OBJECTIF ::
Dans le texte sur l'anxiété, quels changements physiologiques produit la mobilisation de nos ressources physiques face à un danger imminent ? Répondez en une phrase, s'il vous plaît.

━━ EXTRAIT FOURNI ━━

L’anxiété chronique et ses manifestations ponctuelles, les crises d’angoisse, peuvent être très handicapantes. Mais comme le réflexe anxieux ne nous dit rien de ses raisons, il est difficile d’avoir une approche rationnelle pour l’endiguer. C’est pour ça qu’une psychothérapie pour l’anxiété généralisée aborde le problème d’une manière tout-à-fait différente, aussi créative que spontanée.
1- Qu’est-ce que l’anxiété ?
L’anxiété est l’émotion qui accompagne la mobilisation de nos ressources physiques en réponse à un danger imminent. Cette mobilisation produit d’important changements physiologiques : notre rythme cardiaque s’accélère, notre digestion est suspendue, et notre système sanguin s’adapte rapidement pour alimenter notre cerveau au détriment du reste de notre corps.
Cette réponse à un facteur externe de stress est tout-à-fait naturelle, et la plupart du temps, elle est également utile en dépit de son caractère désagréable.
Nous pouvons alors devenir pâles, avoir le tournis, ou être saisis de tremblements. Ces réactions sont normales. Elles témoignent de l’investissement énergétique que représente le réflexe de “lutte ou de fuite” (le “fight or flight”).

━━━
━━ DONNÉES SUIVANTES ━━

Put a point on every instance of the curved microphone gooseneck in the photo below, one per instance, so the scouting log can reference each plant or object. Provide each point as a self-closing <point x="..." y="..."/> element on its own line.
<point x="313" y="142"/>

━━━

RÉPONSE ATTENDUE ::
Notre rythme cardiaque s'accélère, notre digestion est suspendue et notre système sanguin s'adapte rapidement pour alimenter notre cerveau au détriment du reste de notre corps.